------ Página ------

Ahora, al asumir que hasta el «socialismo histórico» -a la cabeza, el modelo soviético- se enmarcó de cierta forma en los paradigmas de esa modernidad productivista a ultranza, a despecho incluso de la finitud del planeta, algunos andan desasidos de toda cordura, intentando hallar en el Norte la brújula para resolver problemas que atañen con más fuerza a la sociedad mercadocéntrica, que Hinkelammert, Husson y todo ser de luces proclaman causante por antonomasia del declive de la civilización, de la crisis universal.
Crisis que se puede apreciar con toda nitidez, verbigracia, en la lucha contra el efecto invernadero. Aquí también las potencias capitalistas (los grupos industriales y los Gobiernos) rehúsan dar el menor paso hacia una solución que incluya y privilegie al sujeto, como la planificación energética a escala planetaria. Y buscan sucedáneos que tienen por nombre «ecoimpuestos» o «derechos de contaminar». En opinión del citado intelectual galo, se trata de hacer entrar la gestión de este problema en el espacio de las herramientas mercantiles, donde, para ir más de prisa, se actúa sobre la base de los costos y los precios, en vez de actuar sobre las cantidades, conforme a una racionalidad verdadera.

------ Filas de datos ------

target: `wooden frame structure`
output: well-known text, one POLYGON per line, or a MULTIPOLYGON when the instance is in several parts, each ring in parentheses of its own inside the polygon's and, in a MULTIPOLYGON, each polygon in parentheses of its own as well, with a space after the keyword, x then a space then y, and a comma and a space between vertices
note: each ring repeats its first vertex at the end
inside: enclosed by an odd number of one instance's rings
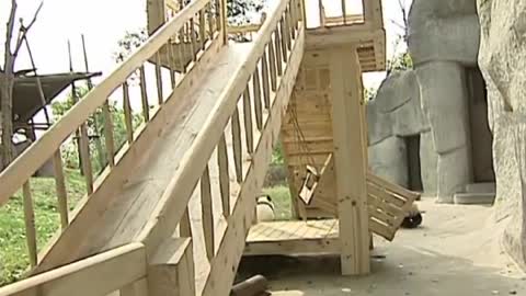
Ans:
MULTIPOLYGON (((258 247, 249 235, 254 196, 279 137, 291 192, 301 185, 295 172, 306 164, 301 158, 312 159, 308 164, 324 172, 315 182, 313 198, 320 200, 318 191, 332 190, 325 210, 340 217, 332 224, 315 221, 330 231, 339 229, 335 237, 309 240, 304 234, 298 239, 307 241, 307 251, 327 250, 327 244, 341 253, 344 274, 368 273, 370 231, 392 239, 396 224, 390 232, 376 224, 400 219, 412 203, 403 198, 407 192, 367 175, 361 75, 384 69, 380 1, 364 0, 363 22, 350 21, 359 18, 348 16, 342 5, 342 18, 325 18, 322 26, 307 29, 305 2, 281 0, 248 45, 228 42, 226 0, 194 0, 183 7, 167 0, 148 3, 151 35, 146 44, 0 173, 0 206, 22 192, 34 275, 0 288, 0 295, 69 295, 79 285, 101 296, 114 291, 124 296, 228 295, 247 236, 247 250, 258 247), (148 67, 155 76, 150 86, 148 67), (144 117, 138 127, 130 104, 134 75, 144 117), (163 77, 170 78, 169 86, 163 77), (121 149, 108 107, 115 92, 125 113, 126 143, 121 149), (98 110, 105 118, 108 163, 100 175, 90 167, 85 136, 87 122, 98 110), (298 115, 307 121, 298 121, 298 115), (290 133, 298 126, 322 133, 307 140, 317 153, 294 150, 305 145, 290 133), (60 148, 77 130, 87 192, 69 213, 60 148), (31 177, 49 158, 62 229, 46 249, 37 250, 31 177), (389 207, 396 204, 395 195, 402 201, 398 212, 389 207), (373 212, 370 196, 380 201, 373 212), (99 285, 102 276, 104 284, 99 285)), ((297 247, 276 243, 274 252, 297 247)))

------

**Acciones requeridas**
1. En el texto sobre la crisis de la civilización, ¿qué sucedáneos buscan las potencias capitalistas en la lucha contra el efecto invernadero?
2. Prosigue el texto sobre la crisis de la civilización a partir de su última oración.

**Resultados finales**
1. Los «ecoimpuestos» o los «derechos de contaminar».

2.
En lugar de comprender que, con la rama, estaría uno cortándose la vida. Y el sentido de la vida es precisamente vivirla. No la eficiencia, la «racionalidad económica», que quizás se debería dejar, con el calificativo de razón pragmática, en el apartado de ideas funestas, porque, de ella seguir siendo, a la postre nadie sería más.